GOAL A:
In the records, swap "studying" for "examining" from the line with "for the tire." up to and including the last line of the records. Reproduce only those lines, with nothing else changed.

QUOTED TEXT:
---*---
Regarding the categories, I think they are good for reflection. For me they all tend to end up to revert back to “what play will demand”.
So when thinking about what else beyond CATS you should be mention to set the right expectations, I like this list (but I wouldn’t extend the acronym by each of those categories).
When I have done this, it was usually to indicate that a game specifically demands something of its players for it to work.

I can add some examples (CATS context shortened).

Here for Songs for the Dusk (version from December):

Concept: Songs for the Dusk is […] about a crew of brave and compassionate adventurers exploring the ruins of a broken world and building a new world from the ruins of an old one. There are mysteries[…]

Aim: We play to find out if the crew can truly build something good and kind among the teeming threats of warring factions, tyrant monarchs, […]

Tone: This is an optimistic, hopeful game about […]

Subject Matter: In Songs for the Dusk, magical realism, post-utopia, afrofuturism, […]

Play: Songs for the Dusk is still in development, and it is Forged in the Dark.

While the text covers all the major points, is very fleshed out and Forged in the Dark games tend to be very robust in their base mechanics, we might run into situations where we need to find our own solutions and/or later revise rules/rulings, or adapt to a newer version.

We will work together to make sense of this in the fiction.

And the game is a Forged in the Dark, so it build on what Blades in the Dark and Scum & Villainy have done. While it is very different in tone, it is very similar in the way it is played. Most importantly, everything flows from the fiction and back into it.

This means being pro-active, being curious and wanting to find out and discover in-play what your character is about is what the game works best with. It rewards switching from “behind your character’s eyes”-play to a more “writers’ room” approach and back, again, frequently.

This also means players get to ask questions, make up NPCs and frame their own scenes and be surprised by their own PCs.

Or for Vagabonds of Yoon-Suin:

Concept: You are a group of adventurers following a substantial rumor about a some cultists that have hold themselves up in a place in the abandoned Old Town, west of the Yellow City.
They are supposed to have come into possession of an Ancient Artifact that you (for whatever reason) covet.

Aim: We play to find out if these adventurers can retrieve the artifact, how they will handle the cultists and if they can make their way out of Old Town with the prize and/or their lives.

We are also trying out Vagabonds of Dyfed and how it could be used in a typical sandbox setting, in this case with Yoon-Suin: The Purple Land.

Tone: Typical hapless but savvy and capable adventurers exploring, conniving and fighting their way through dangers. Lots of random tables that will inform and inspire moment to moment play.
---*---
MATERIAL TO PROCESS:
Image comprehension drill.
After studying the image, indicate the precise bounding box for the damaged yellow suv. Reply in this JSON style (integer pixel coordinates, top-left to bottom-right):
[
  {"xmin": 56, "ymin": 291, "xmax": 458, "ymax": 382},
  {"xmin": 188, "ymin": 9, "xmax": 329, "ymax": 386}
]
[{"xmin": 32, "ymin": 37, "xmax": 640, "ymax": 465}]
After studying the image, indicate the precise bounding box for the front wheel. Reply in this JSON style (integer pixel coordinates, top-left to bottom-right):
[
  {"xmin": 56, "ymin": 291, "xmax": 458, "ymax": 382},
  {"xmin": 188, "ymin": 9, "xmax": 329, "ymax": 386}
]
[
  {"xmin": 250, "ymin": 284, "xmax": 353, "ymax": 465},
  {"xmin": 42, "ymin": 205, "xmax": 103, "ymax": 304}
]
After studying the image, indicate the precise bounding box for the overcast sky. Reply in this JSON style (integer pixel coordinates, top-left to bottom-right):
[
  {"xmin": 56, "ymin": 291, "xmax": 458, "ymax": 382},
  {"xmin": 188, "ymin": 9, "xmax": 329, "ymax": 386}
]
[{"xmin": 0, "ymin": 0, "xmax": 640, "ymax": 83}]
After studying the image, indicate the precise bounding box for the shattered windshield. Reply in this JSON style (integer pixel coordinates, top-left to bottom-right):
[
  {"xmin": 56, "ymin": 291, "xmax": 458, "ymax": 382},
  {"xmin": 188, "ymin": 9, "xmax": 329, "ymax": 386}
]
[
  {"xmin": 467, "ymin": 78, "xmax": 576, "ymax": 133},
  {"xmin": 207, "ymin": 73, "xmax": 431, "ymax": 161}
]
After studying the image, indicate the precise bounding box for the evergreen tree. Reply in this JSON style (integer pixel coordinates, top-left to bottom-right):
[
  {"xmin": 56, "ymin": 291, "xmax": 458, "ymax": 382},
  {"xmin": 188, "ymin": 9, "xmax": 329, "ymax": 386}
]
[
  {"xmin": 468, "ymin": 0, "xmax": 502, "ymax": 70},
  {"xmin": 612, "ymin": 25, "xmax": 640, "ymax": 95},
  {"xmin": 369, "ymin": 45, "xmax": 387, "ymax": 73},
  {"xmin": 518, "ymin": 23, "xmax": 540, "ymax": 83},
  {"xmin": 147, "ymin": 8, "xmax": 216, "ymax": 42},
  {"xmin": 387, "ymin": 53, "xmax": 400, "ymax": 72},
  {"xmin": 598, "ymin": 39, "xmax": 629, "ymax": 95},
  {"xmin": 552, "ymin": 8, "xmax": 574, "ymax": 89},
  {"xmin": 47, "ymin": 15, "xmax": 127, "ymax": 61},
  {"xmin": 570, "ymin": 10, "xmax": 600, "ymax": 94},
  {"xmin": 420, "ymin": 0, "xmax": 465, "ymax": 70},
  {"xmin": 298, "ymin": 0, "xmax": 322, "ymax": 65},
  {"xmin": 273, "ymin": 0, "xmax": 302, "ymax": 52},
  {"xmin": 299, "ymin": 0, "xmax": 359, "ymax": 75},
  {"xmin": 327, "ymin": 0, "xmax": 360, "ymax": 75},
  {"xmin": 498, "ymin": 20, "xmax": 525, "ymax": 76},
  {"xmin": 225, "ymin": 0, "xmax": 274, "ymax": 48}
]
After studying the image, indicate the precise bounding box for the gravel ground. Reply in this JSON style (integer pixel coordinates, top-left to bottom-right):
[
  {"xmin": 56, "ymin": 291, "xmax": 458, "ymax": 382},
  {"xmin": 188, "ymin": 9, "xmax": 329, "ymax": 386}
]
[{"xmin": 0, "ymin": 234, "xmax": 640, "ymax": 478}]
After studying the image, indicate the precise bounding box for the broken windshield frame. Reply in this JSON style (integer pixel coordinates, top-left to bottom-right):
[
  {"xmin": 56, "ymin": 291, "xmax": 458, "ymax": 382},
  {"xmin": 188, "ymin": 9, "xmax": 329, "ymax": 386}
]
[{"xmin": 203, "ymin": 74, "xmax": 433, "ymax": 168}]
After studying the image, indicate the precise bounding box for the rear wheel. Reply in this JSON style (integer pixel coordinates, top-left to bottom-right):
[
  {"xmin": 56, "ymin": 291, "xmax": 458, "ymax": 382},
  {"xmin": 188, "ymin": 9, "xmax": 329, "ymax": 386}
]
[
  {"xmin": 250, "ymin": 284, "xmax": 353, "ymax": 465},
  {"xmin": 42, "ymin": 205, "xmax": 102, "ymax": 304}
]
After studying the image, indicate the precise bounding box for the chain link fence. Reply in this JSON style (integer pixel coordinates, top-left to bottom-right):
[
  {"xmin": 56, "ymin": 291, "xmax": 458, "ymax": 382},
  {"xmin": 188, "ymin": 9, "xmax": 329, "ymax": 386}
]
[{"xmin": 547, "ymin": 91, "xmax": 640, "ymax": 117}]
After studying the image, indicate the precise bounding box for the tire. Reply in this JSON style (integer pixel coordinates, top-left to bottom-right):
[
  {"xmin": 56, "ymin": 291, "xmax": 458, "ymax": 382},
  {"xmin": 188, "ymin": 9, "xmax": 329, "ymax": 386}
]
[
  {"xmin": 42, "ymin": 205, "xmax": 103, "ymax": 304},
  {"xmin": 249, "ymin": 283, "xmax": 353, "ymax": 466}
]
---*---
GOAL B:
Copy the passage on setting expectations for tabletop games word for word, from "And the game" up to and including "their own PCs.".

FULL RESPONSE A:
After examining the image, indicate the precise bounding box for the tire. Reply in this JSON style (integer pixel coordinates, top-left to bottom-right):
[
  {"xmin": 56, "ymin": 291, "xmax": 458, "ymax": 382},
  {"xmin": 188, "ymin": 9, "xmax": 329, "ymax": 386}
]
[
  {"xmin": 42, "ymin": 205, "xmax": 103, "ymax": 304},
  {"xmin": 249, "ymin": 283, "xmax": 353, "ymax": 466}
]

FULL RESPONSE B:
And the game is a Forged in the Dark, so it build on what Blades in the Dark and Scum & Villainy have done. While it is very different in tone, it is very similar in the way it is played. Most importantly, everything flows from the fiction and back into it.

This means being pro-active, being curious and wanting to find out and discover in-play what your character is about is what the game works best with. It rewards switching from “behind your character’s eyes”-play to a more “writers’ room” approach and back, again, frequently.

This also means players get to ask questions, make up NPCs and frame their own scenes and be surprised by their own PCs.